» Exercise prompt:
Duplicate everything in the excerpt about Mira's reappearance from "The Lindenmaiers stood" down to "noted The Post.".

Using the name Elizabeth Panghorn, Mira was living at a nearby hotel. On Dec. 13, 1966, nearly five months after she had allegedly drowned, police knocked on the door of her room at 6 a.m. She was taken to the Bronx District Attorney’s Office and reunited with her parents, who had driven from New Jersey after being summoned by the DA “on a very important matter.”
“The scene was not entirely happy,” noted a Post reporter. “The resurrection of the attractive 27-year-old blond was charged with sordid and shocking circumstances for a respectable family that hailed from an upper-middle class community like Upper Montclair, NJ.”
Adding to the shock: Mira was six months pregnant.
According to The Post, the family “walked dejectedly into the dingy second-floor courtroom of the Bronx Criminal Court,” the mother’s face streaked with tears.
The Lindenmaiers stood to the right of their daughter as she faced the judge. On her left side stood ­Alvin — “a full three inches shorter than Miriam” and the father of her unborn child, noted The Post.

» Recorded information:
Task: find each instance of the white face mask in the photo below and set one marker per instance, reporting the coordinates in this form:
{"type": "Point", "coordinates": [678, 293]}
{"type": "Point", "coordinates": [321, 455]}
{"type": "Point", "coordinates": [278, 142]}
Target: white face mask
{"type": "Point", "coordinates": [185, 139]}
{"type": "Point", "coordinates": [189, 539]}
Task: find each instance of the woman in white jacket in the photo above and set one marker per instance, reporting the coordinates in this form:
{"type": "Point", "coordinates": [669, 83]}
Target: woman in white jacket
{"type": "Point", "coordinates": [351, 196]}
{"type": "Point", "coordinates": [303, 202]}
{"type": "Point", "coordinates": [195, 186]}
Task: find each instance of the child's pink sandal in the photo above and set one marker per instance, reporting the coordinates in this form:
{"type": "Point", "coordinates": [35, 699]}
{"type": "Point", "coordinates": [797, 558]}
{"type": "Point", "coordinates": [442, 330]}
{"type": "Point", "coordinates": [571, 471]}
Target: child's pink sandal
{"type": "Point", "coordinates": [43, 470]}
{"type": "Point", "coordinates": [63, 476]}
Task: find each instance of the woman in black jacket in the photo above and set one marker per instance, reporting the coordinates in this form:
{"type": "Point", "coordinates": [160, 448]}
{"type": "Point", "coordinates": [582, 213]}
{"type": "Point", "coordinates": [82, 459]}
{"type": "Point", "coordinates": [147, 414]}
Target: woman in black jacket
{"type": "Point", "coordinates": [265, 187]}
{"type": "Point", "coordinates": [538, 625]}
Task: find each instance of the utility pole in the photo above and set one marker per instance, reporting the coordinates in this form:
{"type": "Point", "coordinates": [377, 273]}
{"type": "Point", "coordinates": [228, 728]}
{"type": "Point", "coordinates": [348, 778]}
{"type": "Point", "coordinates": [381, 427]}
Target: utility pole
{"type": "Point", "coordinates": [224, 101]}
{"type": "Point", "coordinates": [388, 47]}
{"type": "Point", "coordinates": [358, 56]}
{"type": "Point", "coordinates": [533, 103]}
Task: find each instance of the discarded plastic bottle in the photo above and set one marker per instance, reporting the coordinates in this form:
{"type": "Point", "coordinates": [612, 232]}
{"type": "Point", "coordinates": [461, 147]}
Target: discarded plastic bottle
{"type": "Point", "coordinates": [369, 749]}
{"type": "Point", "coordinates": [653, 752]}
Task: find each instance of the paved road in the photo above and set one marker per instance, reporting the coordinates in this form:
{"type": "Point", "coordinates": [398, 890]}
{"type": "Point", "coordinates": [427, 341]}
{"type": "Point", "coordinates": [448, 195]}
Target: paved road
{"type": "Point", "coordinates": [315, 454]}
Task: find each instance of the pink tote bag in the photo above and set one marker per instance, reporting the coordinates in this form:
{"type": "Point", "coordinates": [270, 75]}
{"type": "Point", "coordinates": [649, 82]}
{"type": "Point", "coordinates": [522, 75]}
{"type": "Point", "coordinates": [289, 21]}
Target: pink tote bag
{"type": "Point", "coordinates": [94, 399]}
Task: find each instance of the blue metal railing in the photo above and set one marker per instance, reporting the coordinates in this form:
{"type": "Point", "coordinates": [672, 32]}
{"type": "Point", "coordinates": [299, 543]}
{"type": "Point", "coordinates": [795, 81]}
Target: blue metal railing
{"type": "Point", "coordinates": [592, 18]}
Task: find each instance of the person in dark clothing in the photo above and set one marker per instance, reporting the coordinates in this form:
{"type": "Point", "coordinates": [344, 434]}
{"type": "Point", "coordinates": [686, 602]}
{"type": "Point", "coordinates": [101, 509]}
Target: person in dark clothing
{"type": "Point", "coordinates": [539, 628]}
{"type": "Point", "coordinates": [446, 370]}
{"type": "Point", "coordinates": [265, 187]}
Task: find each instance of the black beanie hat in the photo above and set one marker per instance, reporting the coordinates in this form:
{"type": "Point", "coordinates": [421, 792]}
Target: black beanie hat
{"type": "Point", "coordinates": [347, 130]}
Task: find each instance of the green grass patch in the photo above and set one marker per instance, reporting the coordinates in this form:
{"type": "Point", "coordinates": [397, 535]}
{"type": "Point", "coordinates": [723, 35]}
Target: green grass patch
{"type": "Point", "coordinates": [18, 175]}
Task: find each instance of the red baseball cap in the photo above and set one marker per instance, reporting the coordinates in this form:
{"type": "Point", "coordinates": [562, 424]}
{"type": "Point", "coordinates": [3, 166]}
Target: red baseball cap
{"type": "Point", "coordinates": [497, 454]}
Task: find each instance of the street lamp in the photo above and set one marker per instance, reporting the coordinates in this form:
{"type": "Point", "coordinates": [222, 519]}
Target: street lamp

» Result:
The Lindenmaiers stood to the right of their daughter as she faced the judge. On her left side stood ­Alvin — “a full three inches shorter than Miriam” and the father of her unborn child, noted The Post.